:: INSTRUCTIONS TO FOLLOW ::
Having read the records, set them all down exactly as they appear.

Point-per-instance localization data
::::
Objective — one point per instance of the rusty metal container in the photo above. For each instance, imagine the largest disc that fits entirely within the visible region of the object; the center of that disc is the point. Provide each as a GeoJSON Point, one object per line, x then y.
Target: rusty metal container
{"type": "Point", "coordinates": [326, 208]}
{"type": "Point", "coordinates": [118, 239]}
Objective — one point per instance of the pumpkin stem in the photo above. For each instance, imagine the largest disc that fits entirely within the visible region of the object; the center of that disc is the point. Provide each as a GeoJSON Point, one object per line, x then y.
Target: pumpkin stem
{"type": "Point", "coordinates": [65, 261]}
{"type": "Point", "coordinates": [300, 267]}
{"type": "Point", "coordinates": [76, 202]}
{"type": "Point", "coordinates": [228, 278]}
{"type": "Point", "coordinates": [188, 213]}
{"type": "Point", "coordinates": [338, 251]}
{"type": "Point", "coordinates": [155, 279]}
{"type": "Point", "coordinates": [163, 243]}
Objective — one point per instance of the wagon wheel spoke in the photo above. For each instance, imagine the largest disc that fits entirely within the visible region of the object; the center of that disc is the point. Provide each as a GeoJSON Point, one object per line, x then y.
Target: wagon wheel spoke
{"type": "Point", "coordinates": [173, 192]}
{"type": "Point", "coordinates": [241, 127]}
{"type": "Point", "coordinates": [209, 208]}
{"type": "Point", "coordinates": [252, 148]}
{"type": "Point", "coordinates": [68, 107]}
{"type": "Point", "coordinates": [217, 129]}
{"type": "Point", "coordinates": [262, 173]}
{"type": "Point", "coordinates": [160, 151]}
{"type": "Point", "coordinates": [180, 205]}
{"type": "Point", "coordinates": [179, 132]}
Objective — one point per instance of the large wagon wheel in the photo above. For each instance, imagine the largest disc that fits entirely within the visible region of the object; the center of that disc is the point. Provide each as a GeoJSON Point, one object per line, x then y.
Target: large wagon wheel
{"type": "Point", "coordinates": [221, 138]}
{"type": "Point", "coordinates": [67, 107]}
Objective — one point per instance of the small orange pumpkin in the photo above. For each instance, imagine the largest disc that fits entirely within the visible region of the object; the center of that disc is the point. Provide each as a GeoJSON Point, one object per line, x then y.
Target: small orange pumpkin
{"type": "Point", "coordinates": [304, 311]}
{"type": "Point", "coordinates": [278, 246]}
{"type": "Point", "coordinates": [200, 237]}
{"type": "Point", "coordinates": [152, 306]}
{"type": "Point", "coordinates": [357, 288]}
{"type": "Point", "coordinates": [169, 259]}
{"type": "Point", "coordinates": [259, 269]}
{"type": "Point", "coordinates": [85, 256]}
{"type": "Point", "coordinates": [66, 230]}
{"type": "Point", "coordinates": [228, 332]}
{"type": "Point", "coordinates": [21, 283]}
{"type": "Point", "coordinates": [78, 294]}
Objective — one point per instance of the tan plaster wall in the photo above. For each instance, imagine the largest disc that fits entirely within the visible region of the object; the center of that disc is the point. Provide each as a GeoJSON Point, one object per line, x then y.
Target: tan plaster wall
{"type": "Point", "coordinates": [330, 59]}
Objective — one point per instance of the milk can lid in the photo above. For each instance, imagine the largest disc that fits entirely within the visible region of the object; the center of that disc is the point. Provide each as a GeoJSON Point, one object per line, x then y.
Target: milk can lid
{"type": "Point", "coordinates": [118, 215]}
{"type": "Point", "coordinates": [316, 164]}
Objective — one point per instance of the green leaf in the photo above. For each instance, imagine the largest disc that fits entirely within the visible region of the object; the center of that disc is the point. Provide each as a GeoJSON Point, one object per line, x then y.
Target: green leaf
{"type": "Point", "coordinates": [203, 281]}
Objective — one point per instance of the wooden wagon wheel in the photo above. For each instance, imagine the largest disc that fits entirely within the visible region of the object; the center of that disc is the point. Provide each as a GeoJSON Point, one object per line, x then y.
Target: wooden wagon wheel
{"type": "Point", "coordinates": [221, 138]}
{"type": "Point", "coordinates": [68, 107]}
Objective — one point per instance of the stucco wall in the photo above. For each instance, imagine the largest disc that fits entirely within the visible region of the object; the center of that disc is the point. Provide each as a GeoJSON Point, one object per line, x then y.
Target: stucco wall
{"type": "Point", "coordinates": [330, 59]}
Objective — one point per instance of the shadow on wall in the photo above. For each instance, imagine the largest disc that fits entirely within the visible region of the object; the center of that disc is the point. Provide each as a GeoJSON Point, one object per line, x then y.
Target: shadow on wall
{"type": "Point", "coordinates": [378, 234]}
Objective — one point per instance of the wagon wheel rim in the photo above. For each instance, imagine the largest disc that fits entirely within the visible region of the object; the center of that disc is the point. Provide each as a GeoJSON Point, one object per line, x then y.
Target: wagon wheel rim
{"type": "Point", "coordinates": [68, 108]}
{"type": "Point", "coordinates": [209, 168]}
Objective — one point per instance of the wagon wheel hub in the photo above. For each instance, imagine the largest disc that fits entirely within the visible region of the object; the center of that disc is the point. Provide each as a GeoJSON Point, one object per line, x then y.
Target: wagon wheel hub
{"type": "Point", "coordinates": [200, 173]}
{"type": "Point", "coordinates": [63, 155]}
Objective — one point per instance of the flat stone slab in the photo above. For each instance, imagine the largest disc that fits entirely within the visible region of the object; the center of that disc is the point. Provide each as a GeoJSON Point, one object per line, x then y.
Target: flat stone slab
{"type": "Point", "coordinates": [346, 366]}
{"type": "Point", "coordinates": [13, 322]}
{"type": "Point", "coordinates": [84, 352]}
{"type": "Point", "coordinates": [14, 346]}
::::
:: ANSWER BOX ::
Objective — one point per instance of the rusty metal container in the photo above. For each instance, imagine the largest disc that fits entirely within the visible region of the object; the center of that disc is the point. Provide each as a GeoJSON Point, one object per line, x then y.
Target: rusty metal container
{"type": "Point", "coordinates": [326, 208]}
{"type": "Point", "coordinates": [118, 239]}
Objective — one point per instance of the pumpkin stem in the photo above. For each instance, imagine the largest disc that fits entirely within the visible region of the object; the center of that disc is the point. Provide each as a GeoJSON Point, one object per line, x then y.
Target: pumpkin stem
{"type": "Point", "coordinates": [65, 261]}
{"type": "Point", "coordinates": [300, 267]}
{"type": "Point", "coordinates": [76, 202]}
{"type": "Point", "coordinates": [228, 278]}
{"type": "Point", "coordinates": [188, 213]}
{"type": "Point", "coordinates": [338, 251]}
{"type": "Point", "coordinates": [155, 279]}
{"type": "Point", "coordinates": [163, 243]}
Objective — one point per instance of the wagon wheel spoke in the photo above. For each instance, imagine the largest disc that fits entirely within the visible region of the object; the center of that disc is the point. Provide each as a GeoJSON Point, one object per line, x then y.
Target: wagon wheel spoke
{"type": "Point", "coordinates": [173, 192]}
{"type": "Point", "coordinates": [241, 127]}
{"type": "Point", "coordinates": [209, 208]}
{"type": "Point", "coordinates": [252, 148]}
{"type": "Point", "coordinates": [68, 107]}
{"type": "Point", "coordinates": [217, 129]}
{"type": "Point", "coordinates": [262, 173]}
{"type": "Point", "coordinates": [160, 151]}
{"type": "Point", "coordinates": [180, 205]}
{"type": "Point", "coordinates": [179, 132]}
Objective — one point per instance of the large wagon wheel in the photo above. For each instance, imagine the largest disc that fits entirely within the visible region of the object; the center of that disc is the point. Provide each as a GeoJSON Point, one object per line, x then y.
Target: large wagon wheel
{"type": "Point", "coordinates": [221, 138]}
{"type": "Point", "coordinates": [67, 107]}
Objective — one point per instance of the small orange pumpkin in the photo above. For each instance, imagine the largest disc that fits entirely within the visible region of the object; the center of that disc is the point. Provide each as a GeoJSON Point, one object per line, x then y.
Target: small orange pumpkin
{"type": "Point", "coordinates": [304, 311]}
{"type": "Point", "coordinates": [278, 246]}
{"type": "Point", "coordinates": [200, 237]}
{"type": "Point", "coordinates": [152, 306]}
{"type": "Point", "coordinates": [357, 288]}
{"type": "Point", "coordinates": [169, 259]}
{"type": "Point", "coordinates": [259, 269]}
{"type": "Point", "coordinates": [85, 256]}
{"type": "Point", "coordinates": [66, 230]}
{"type": "Point", "coordinates": [228, 332]}
{"type": "Point", "coordinates": [21, 283]}
{"type": "Point", "coordinates": [78, 294]}
Objective — one point per instance of the tan plaster wall in the photo above. For each instance, imagine the largest disc that fits entirely within the visible region of the object; the center of that disc is the point. Provide each as a GeoJSON Point, one object per line, x then y.
Target: tan plaster wall
{"type": "Point", "coordinates": [330, 59]}
Objective — one point per instance of the milk can lid in the photo above. For each instance, imagine the largest disc that fits entirely within the visible region of the object; the center of that disc is the point. Provide each as a GeoJSON Point, one object per line, x then y.
Target: milk can lid
{"type": "Point", "coordinates": [118, 215]}
{"type": "Point", "coordinates": [316, 164]}
Objective — one point per instance of the green leaf in the photo above. For each instance, imagine the largest disc that fits entirely within the visible region of the object; the center of that disc is the point. Provide each as a GeoJSON Point, one object per line, x then y.
Target: green leaf
{"type": "Point", "coordinates": [203, 281]}
Objective — one point per instance of the wooden wagon wheel in the photo above. For each instance, imagine the largest disc that fits entirely within the visible region of the object; the center of that disc is the point. Provide each as a GeoJSON Point, one object per line, x then y.
Target: wooden wagon wheel
{"type": "Point", "coordinates": [221, 138]}
{"type": "Point", "coordinates": [68, 107]}
Objective — one point per instance of the stucco wall in the photo above. For each instance, imagine the largest disc that fits entirely within the visible region of the object; the center of that disc is the point. Provide each as a GeoJSON Point, one object per line, x then y.
Target: stucco wall
{"type": "Point", "coordinates": [330, 59]}
Objective — one point per instance of the shadow on wall in the photo above. For each instance, imagine the largest disc that fits entirely within the visible region of the object; the center of that disc is the point. Provide each as a GeoJSON Point, one object per line, x then y.
Target: shadow on wall
{"type": "Point", "coordinates": [378, 234]}
Objective — one point per instance of the wagon wheel rim in the photo above. For each instance, imagine the largest disc that fits entirely within the visible region of the object; the center of that disc is the point. Provide each as a GeoJSON Point, one object per line, x then y.
Target: wagon wheel rim
{"type": "Point", "coordinates": [68, 108]}
{"type": "Point", "coordinates": [209, 168]}
Objective — one point per instance of the wagon wheel hub in the photo above. For each instance, imagine the largest disc that fits entirely within the visible region of the object; the center of that disc is the point. Provide each as a GeoJSON Point, one object per line, x then y.
Target: wagon wheel hub
{"type": "Point", "coordinates": [200, 173]}
{"type": "Point", "coordinates": [63, 155]}
Objective — one point per instance of the flat stone slab in the photo above. For each instance, imagine the largest disc that fits entirely within the visible region of the object; the center of that disc is the point. Provide each as a GeoJSON Point, one object per line, x then y.
Target: flat stone slab
{"type": "Point", "coordinates": [346, 366]}
{"type": "Point", "coordinates": [13, 322]}
{"type": "Point", "coordinates": [84, 352]}
{"type": "Point", "coordinates": [14, 346]}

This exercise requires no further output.